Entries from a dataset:
** START **

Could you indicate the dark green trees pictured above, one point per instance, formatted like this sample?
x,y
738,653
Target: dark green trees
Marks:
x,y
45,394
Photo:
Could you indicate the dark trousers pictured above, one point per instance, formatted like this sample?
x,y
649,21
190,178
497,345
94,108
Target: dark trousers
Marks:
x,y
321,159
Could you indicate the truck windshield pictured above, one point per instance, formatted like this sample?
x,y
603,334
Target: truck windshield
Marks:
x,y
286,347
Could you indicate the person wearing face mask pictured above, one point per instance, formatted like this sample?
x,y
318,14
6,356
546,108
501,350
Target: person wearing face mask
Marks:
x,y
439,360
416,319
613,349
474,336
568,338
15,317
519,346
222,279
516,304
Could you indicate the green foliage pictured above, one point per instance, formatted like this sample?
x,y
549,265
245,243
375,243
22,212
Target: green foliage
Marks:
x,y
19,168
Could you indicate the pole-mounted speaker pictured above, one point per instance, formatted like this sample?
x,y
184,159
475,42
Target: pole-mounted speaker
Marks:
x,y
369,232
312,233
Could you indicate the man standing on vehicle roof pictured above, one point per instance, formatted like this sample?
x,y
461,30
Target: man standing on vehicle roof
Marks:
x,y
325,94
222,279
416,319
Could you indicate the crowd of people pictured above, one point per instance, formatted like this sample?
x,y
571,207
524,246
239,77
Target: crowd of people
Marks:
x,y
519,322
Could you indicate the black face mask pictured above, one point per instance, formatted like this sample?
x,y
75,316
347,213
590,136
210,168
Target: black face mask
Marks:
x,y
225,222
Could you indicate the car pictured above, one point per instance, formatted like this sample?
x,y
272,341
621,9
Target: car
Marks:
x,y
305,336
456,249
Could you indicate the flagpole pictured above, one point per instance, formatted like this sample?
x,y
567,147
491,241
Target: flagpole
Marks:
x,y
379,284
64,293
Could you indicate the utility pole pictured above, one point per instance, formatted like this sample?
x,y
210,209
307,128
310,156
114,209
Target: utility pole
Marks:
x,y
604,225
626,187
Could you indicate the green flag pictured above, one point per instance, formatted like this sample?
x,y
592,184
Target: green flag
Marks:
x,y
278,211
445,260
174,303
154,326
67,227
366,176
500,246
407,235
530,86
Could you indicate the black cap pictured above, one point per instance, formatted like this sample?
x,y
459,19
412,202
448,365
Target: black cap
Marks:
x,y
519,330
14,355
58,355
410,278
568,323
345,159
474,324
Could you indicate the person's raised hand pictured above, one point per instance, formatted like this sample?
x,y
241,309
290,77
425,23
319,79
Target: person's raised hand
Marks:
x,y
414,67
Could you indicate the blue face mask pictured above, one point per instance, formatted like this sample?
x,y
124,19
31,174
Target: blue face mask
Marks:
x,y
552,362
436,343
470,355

** END **
** START **

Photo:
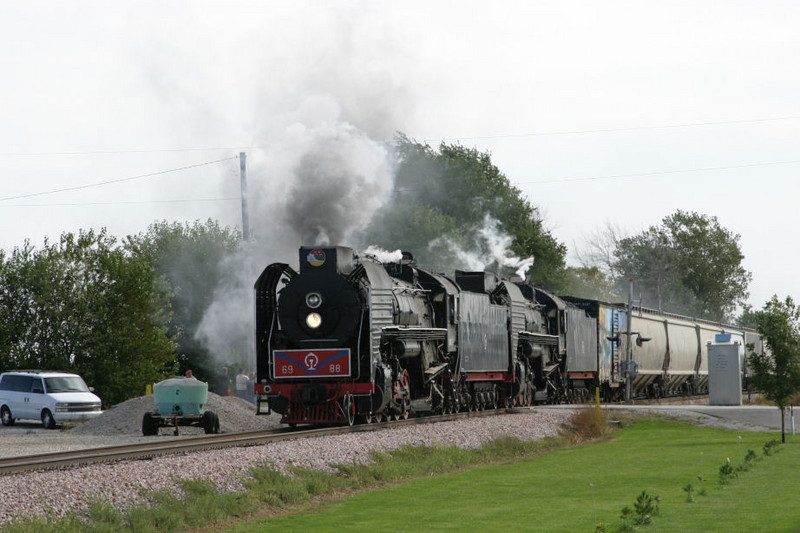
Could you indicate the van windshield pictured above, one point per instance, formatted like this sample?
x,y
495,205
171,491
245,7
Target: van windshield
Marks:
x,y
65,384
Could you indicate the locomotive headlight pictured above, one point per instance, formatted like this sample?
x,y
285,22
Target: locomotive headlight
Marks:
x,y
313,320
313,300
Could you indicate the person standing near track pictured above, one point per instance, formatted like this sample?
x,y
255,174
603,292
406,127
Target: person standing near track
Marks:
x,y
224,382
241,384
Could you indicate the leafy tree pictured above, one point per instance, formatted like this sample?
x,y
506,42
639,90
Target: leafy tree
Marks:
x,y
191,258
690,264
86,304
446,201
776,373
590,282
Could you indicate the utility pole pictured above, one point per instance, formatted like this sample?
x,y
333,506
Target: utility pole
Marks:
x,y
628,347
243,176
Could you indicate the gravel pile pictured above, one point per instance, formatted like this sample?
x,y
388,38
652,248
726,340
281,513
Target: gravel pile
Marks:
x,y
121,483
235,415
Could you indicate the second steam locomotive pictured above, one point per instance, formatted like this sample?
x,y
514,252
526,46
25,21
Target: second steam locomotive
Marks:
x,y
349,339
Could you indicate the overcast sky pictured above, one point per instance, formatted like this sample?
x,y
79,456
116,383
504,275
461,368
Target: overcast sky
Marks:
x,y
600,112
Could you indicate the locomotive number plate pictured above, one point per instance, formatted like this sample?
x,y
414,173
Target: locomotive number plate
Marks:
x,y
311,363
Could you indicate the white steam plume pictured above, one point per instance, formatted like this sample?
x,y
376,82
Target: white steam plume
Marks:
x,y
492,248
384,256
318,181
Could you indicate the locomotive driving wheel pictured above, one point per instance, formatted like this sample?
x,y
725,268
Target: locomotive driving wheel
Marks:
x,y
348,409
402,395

** END **
** START **

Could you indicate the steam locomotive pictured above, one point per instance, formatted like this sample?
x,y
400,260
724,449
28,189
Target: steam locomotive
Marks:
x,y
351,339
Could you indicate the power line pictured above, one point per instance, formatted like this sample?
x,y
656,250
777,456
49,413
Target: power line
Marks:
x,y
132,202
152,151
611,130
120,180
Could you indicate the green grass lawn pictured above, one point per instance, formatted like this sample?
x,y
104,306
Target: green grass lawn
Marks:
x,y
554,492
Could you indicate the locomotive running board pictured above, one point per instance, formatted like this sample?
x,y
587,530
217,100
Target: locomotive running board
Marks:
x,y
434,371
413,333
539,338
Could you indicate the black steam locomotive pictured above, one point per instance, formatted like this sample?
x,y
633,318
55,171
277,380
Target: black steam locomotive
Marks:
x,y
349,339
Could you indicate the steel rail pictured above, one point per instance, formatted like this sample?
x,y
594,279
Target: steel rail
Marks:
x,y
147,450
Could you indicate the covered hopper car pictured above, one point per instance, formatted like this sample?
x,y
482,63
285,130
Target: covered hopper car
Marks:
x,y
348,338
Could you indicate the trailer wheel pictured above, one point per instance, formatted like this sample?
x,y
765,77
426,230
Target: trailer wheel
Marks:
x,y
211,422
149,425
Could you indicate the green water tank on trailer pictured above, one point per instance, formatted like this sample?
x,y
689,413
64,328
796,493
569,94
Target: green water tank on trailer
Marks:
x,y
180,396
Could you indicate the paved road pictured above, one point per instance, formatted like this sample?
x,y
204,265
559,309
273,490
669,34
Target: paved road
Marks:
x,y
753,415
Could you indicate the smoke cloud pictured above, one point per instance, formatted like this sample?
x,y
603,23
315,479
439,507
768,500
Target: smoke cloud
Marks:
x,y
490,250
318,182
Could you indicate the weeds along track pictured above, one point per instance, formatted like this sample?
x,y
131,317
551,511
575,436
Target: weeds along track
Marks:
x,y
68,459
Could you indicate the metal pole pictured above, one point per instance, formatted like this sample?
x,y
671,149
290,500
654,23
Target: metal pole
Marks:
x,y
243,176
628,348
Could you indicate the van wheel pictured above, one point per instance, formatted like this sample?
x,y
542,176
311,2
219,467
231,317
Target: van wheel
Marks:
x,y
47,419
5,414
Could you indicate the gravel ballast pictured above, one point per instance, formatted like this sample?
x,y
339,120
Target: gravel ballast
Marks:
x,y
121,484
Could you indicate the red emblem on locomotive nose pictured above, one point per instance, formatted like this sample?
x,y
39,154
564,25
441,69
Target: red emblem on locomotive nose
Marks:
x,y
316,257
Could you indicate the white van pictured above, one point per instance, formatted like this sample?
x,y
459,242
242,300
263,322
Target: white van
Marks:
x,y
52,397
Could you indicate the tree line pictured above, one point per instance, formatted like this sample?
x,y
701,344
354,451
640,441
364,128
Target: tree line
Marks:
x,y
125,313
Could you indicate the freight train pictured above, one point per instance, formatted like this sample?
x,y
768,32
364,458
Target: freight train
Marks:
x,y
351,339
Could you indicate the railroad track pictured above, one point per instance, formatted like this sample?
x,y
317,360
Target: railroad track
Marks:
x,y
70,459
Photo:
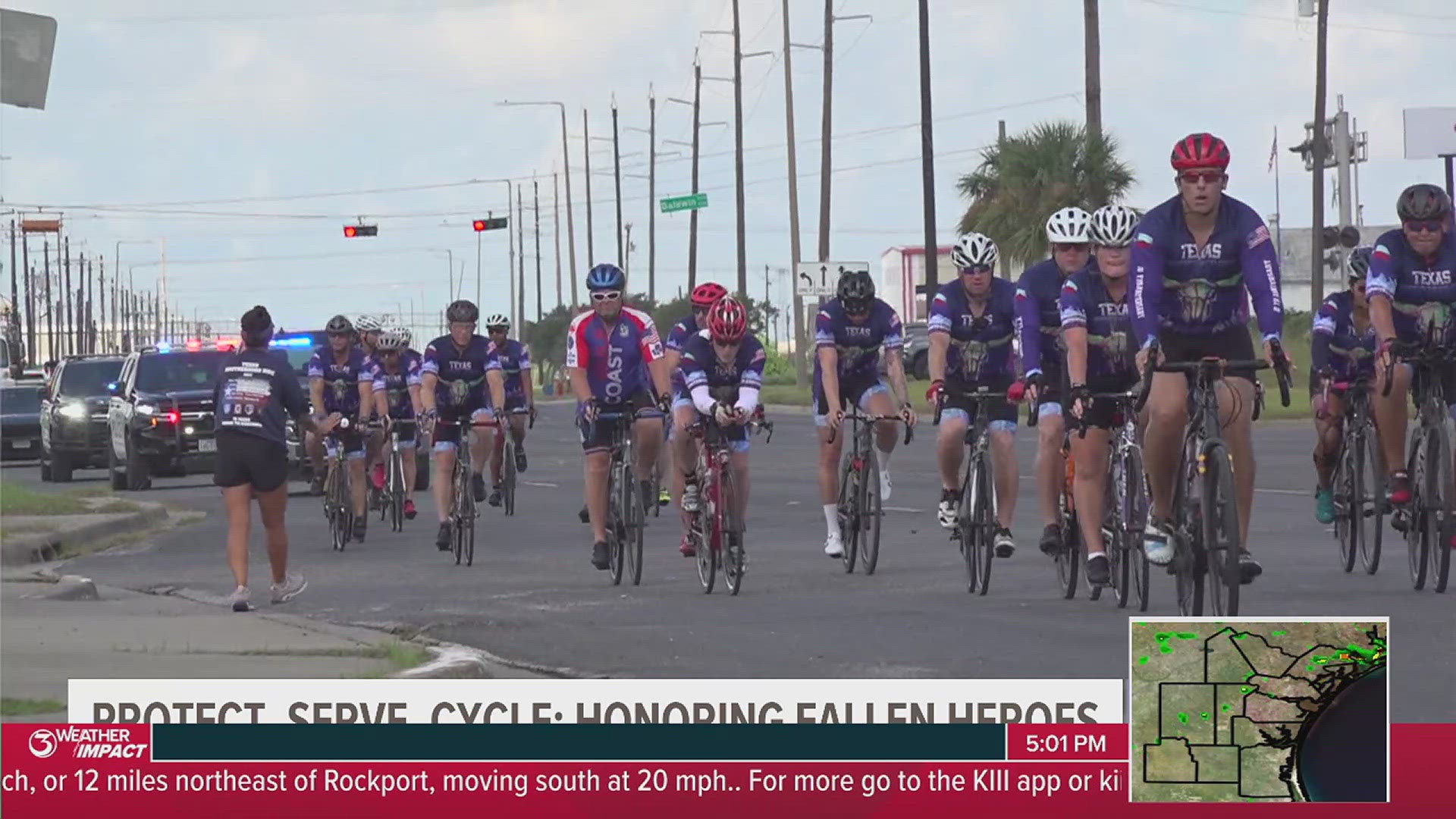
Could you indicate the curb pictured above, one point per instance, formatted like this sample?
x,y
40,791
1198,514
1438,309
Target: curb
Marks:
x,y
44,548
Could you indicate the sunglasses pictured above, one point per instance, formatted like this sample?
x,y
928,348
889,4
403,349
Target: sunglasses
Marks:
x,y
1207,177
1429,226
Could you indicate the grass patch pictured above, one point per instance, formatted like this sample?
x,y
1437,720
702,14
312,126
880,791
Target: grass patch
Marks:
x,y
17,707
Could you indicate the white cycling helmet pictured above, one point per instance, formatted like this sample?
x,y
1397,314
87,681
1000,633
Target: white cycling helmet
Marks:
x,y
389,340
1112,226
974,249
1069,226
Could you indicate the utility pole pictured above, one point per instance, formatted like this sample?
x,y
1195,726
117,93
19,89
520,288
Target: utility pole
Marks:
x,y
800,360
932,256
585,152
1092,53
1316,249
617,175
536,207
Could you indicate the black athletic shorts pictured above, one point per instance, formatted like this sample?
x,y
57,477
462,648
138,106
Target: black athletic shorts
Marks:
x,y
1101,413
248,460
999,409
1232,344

** END **

**Task to complete:** Please show every line in the items above that contains the word "cycling".

**Output of the exercise:**
Could you indicate the white cycling helmet pictured above, one point per instance, formatted like this sample?
Target: white cycling helmet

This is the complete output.